[Referring expression data]
- - -
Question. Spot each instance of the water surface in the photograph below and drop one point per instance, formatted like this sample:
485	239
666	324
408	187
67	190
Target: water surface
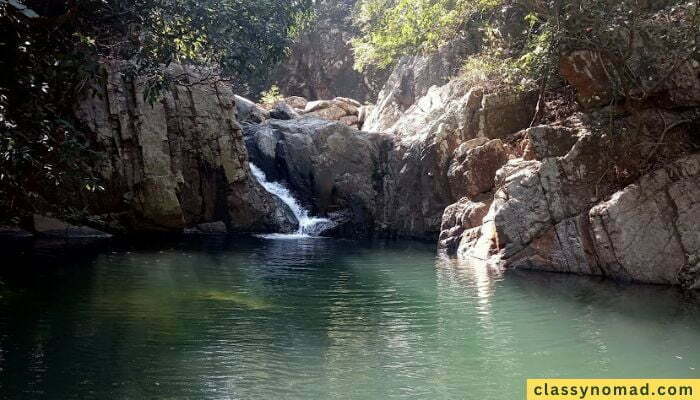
249	318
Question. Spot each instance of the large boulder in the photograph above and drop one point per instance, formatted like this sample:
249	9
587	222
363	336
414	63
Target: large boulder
552	210
411	79
366	176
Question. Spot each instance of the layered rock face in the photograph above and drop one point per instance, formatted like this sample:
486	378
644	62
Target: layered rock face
411	79
550	210
397	182
176	163
454	161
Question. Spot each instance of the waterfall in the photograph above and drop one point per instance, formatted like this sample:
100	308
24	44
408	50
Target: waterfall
308	226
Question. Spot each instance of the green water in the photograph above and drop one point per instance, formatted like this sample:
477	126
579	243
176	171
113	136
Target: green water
319	319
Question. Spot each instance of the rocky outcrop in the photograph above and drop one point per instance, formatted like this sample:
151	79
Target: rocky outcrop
411	79
175	163
548	212
321	60
50	227
398	182
342	109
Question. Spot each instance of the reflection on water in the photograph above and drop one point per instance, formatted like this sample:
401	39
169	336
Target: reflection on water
222	318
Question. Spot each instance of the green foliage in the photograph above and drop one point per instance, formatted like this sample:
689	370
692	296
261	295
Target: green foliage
49	53
521	40
392	28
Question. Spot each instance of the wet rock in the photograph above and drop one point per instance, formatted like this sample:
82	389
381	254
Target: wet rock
53	227
178	162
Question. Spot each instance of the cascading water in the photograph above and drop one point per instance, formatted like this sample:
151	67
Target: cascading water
308	226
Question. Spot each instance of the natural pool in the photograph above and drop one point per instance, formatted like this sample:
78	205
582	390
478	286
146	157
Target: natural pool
249	318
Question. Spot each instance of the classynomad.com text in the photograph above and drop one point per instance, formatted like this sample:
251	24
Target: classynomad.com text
613	389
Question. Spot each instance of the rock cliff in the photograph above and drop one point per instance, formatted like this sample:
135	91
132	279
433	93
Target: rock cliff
581	195
176	163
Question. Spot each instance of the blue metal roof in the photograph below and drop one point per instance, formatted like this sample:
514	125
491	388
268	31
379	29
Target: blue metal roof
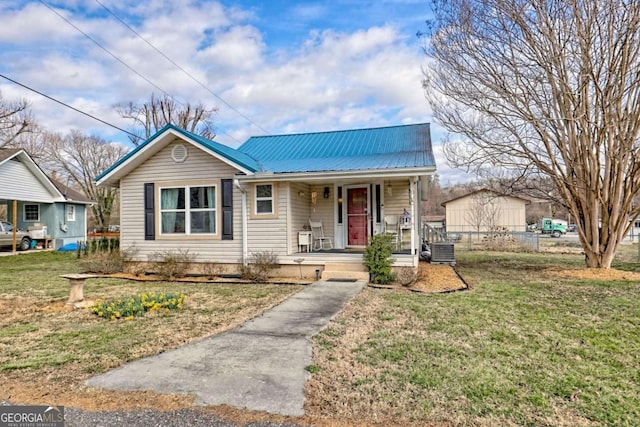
392	147
227	152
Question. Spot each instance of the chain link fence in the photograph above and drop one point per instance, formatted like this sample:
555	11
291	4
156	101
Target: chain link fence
493	240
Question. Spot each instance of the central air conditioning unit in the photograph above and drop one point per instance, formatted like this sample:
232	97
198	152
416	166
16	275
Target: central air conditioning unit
443	253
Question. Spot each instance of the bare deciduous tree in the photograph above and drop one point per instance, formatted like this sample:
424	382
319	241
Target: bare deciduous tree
81	158
546	90
151	116
15	120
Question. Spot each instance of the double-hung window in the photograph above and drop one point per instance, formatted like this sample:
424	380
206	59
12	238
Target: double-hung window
188	210
264	199
71	212
32	213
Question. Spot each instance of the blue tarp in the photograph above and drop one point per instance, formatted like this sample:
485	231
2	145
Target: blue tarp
69	247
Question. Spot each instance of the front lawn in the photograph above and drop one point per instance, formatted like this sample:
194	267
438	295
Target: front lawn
537	341
47	349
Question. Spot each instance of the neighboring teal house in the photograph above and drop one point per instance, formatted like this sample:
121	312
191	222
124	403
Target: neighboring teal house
34	201
181	191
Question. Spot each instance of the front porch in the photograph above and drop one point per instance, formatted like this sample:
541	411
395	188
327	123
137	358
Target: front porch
335	263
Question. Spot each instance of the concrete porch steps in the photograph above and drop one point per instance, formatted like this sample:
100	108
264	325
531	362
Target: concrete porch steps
344	270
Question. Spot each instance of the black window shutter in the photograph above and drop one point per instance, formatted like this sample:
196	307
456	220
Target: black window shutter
227	209
149	214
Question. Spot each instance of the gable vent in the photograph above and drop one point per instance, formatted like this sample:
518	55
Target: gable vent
179	153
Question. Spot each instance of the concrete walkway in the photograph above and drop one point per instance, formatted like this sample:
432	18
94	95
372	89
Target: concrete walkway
258	366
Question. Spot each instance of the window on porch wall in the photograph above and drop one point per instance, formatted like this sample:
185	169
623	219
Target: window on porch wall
264	199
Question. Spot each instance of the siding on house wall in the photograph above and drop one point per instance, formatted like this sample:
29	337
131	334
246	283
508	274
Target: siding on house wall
459	216
18	183
269	234
395	195
161	168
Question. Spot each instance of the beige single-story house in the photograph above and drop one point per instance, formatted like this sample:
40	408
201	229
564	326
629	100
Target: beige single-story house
483	210
182	191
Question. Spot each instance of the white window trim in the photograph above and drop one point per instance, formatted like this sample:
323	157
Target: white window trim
24	212
262	199
187	210
70	213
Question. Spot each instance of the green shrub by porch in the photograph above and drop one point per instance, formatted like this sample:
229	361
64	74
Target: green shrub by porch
378	260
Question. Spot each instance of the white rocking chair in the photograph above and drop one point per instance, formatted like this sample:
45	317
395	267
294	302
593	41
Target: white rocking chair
320	241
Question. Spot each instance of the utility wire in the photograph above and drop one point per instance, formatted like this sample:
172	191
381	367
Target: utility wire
121	61
69	106
205	87
105	49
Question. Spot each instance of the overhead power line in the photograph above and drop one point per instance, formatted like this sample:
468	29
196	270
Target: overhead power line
69	106
97	43
101	46
205	87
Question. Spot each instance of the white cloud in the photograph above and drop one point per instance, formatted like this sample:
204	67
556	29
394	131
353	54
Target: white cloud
326	79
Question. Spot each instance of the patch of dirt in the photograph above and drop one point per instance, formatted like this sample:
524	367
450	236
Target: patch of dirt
432	278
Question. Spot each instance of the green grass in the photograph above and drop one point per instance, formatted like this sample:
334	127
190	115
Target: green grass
518	348
40	335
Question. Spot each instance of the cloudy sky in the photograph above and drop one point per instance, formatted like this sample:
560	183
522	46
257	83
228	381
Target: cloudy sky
274	66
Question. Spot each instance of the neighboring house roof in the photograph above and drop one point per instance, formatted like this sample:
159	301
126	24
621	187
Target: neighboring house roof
70	194
25	167
484	190
395	147
165	136
7	153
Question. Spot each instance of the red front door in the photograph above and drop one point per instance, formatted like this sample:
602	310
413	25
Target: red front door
357	217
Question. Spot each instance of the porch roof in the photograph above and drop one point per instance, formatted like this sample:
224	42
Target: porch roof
395	147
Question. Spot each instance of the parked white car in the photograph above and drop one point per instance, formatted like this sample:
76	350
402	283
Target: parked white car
6	236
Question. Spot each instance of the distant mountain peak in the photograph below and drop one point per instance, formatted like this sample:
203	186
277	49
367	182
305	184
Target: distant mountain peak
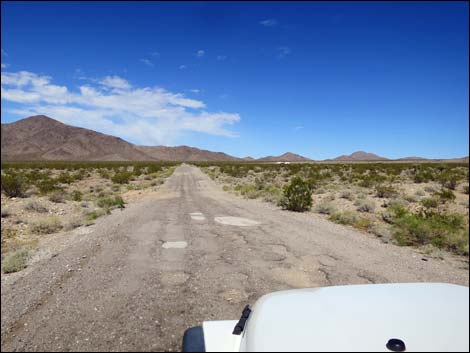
- - -
In the entries above, how many lines hold the word "mountain"? Answer with the number only.

2